» EXERCISE
Do not include the pictures; repeat the rest of the data exactly.

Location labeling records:
++++

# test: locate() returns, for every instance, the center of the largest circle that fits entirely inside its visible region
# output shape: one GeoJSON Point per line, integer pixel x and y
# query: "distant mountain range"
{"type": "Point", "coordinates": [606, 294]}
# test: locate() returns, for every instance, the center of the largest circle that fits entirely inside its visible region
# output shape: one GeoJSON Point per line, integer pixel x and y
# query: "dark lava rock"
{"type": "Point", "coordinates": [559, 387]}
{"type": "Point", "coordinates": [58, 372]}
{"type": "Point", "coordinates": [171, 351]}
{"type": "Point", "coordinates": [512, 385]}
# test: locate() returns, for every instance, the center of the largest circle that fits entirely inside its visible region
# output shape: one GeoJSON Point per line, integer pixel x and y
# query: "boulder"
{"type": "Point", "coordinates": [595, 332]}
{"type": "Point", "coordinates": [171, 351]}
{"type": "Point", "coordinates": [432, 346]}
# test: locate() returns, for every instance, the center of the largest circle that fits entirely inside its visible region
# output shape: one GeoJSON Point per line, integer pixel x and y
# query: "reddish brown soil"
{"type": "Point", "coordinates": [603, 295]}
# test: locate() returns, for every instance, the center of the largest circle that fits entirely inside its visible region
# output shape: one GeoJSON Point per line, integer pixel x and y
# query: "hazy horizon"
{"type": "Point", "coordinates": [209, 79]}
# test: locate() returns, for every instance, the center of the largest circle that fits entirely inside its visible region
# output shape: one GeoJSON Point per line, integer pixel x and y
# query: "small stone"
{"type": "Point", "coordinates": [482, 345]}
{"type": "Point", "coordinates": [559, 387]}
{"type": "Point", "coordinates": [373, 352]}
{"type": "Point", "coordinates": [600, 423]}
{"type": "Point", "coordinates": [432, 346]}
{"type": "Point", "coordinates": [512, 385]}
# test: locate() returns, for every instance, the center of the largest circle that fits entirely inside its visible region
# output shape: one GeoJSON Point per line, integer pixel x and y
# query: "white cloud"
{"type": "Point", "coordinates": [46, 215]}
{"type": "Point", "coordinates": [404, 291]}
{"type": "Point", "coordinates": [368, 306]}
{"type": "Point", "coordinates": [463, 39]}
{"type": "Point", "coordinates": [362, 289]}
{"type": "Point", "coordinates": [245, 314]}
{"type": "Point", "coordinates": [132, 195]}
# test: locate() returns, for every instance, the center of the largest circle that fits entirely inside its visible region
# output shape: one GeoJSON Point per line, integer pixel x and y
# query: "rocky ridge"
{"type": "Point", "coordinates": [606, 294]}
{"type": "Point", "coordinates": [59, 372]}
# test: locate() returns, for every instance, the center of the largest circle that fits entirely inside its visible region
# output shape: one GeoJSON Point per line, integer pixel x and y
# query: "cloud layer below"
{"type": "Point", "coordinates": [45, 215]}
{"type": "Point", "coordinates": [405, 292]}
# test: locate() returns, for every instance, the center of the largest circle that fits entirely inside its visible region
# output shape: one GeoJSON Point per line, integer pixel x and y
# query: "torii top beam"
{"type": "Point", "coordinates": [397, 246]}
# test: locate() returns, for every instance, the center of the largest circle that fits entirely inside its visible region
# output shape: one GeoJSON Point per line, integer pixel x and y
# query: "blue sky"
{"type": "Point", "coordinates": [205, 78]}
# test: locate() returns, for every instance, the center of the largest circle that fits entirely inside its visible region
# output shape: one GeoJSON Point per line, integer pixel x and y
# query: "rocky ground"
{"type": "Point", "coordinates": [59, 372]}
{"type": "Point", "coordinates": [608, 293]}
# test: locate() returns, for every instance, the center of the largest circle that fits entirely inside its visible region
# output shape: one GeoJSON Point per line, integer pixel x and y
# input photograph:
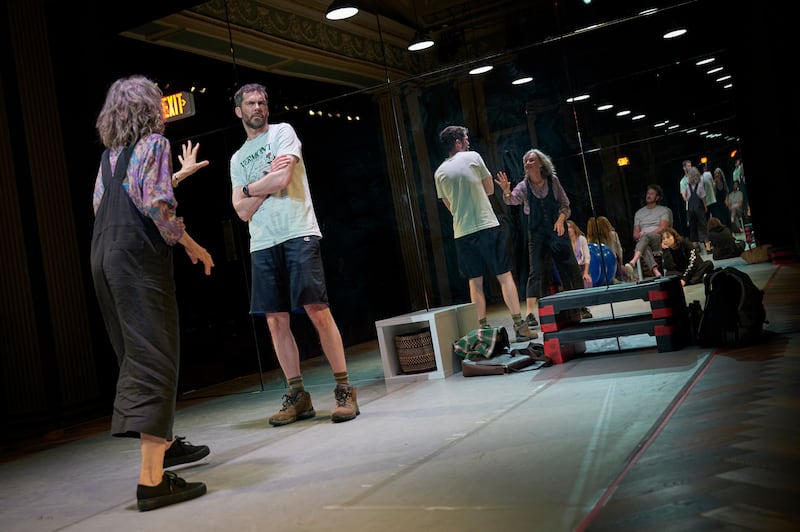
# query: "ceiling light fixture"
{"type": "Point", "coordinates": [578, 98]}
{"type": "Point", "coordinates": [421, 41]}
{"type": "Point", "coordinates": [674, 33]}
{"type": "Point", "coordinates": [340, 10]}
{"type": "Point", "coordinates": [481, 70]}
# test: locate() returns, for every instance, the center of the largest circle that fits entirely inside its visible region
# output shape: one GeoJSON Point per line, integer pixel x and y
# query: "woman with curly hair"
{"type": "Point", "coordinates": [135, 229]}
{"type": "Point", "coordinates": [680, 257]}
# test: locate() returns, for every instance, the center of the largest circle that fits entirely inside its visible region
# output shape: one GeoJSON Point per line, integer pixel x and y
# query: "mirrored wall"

++++

» SOLUTION BELOW
# test: locate() returns, for every instance, the center of the largest circle that fits entirely inside its visible region
# output shape: one GeoJSON Point per line, integer pixel x and y
# query: "distant mountain range"
{"type": "Point", "coordinates": [606, 294]}
# test: locate() returns, for every instance, the center of the largest circle that fits entirely inside its visible region
# output shape: one GeoJSON Point per line, integer pixel x and y
# query: "dark lava rock"
{"type": "Point", "coordinates": [559, 387]}
{"type": "Point", "coordinates": [58, 372]}
{"type": "Point", "coordinates": [171, 351]}
{"type": "Point", "coordinates": [512, 385]}
# test: locate() returns, for every instance, the center of the largest circle that fits entirely inside its visible region
# output shape: one GeoJSON Point per line, integer pixel x and y
# query: "boulder"
{"type": "Point", "coordinates": [595, 332]}
{"type": "Point", "coordinates": [171, 351]}
{"type": "Point", "coordinates": [432, 346]}
# test: locate() returns, for every instance, the center of the largest circle that fits entirely inside its visible region
# output shape: one GeoJSON Point per line, integer pixel x and y
# query: "reddish brown soil"
{"type": "Point", "coordinates": [603, 295]}
# test: locate() returns, for every instance, the center of the largest circle that fits entirely inside its visible region
# output shape: one GeoJSON Point per line, integer pixel x and y
# query: "hazy horizon"
{"type": "Point", "coordinates": [209, 79]}
# test: locate() returns, for every instance, the center of the largest circle that fits entirely inside its visible region
# output shape: one GeoJSON Point per line, integer pixel x and y
# query: "small stone"
{"type": "Point", "coordinates": [482, 345]}
{"type": "Point", "coordinates": [559, 387]}
{"type": "Point", "coordinates": [373, 352]}
{"type": "Point", "coordinates": [600, 423]}
{"type": "Point", "coordinates": [432, 346]}
{"type": "Point", "coordinates": [512, 385]}
# test: locate() returns, for every instance, the center of the largest circle that fits entirely inside its visible region
# output shape: one GeoJSON Point per line, integer pixel x and y
# query: "white cloud"
{"type": "Point", "coordinates": [46, 215]}
{"type": "Point", "coordinates": [404, 291]}
{"type": "Point", "coordinates": [368, 306]}
{"type": "Point", "coordinates": [463, 39]}
{"type": "Point", "coordinates": [362, 289]}
{"type": "Point", "coordinates": [245, 314]}
{"type": "Point", "coordinates": [132, 195]}
# test: locate() returns, for every instance, the center of the largest circle that fits entirely inside its visible region
# output shape: one GeoJSON Point per line, integer pixel x and y
# query: "rocky ridge"
{"type": "Point", "coordinates": [606, 294]}
{"type": "Point", "coordinates": [59, 372]}
# test: locate() returns, for every instance, the center of the largest circle that fits entirely inside its visible region
# output shape: one GeoJSON Point per line, integer pixel x and y
# query: "cloud layer below"
{"type": "Point", "coordinates": [45, 215]}
{"type": "Point", "coordinates": [405, 292]}
# test: locate() returns, for every instance, the center of the largest circle that fits entirely inside its visible region
# output shape: one GeoJSON Point per line, integer pixel x and y
# query: "torii top beam"
{"type": "Point", "coordinates": [397, 246]}
# test: locate() returns, for every instance, the center of the largest circle that fits entirely inside its visible region
# output shape: one GeoJSON Point per line, integer pixel x and y
# query: "blue sky"
{"type": "Point", "coordinates": [205, 78]}
# test: locate() returns, for every instance, the center of the largest circle that fits entirely inside its visible region
# output shape: one GeoJSON Point per line, integer pixel x and y
# query: "rocky ground"
{"type": "Point", "coordinates": [59, 372]}
{"type": "Point", "coordinates": [608, 293]}
# test: locate() returns, for every instance, the center of the largest circle that fits entirely inside its visible region
# output shape: one GeoJSON Point per line, integer pixel x and y
# input photograph:
# query: "ceiling light fixture"
{"type": "Point", "coordinates": [578, 98]}
{"type": "Point", "coordinates": [421, 41]}
{"type": "Point", "coordinates": [674, 33]}
{"type": "Point", "coordinates": [340, 10]}
{"type": "Point", "coordinates": [481, 70]}
# test: locate() returns, for every instance, the center of the largest circle that fits entirely inside its visible region
# output shape: one GeoJSON Point per line, integer pixel x and y
# query: "woman with curly hair"
{"type": "Point", "coordinates": [135, 229]}
{"type": "Point", "coordinates": [680, 257]}
# test: locate() returns, for every instance, the center of the largest circle that fits entirely inside its visible region
# output shape: one GeoJSON Point per line, integer pixel x and y
# query: "mirrored wall"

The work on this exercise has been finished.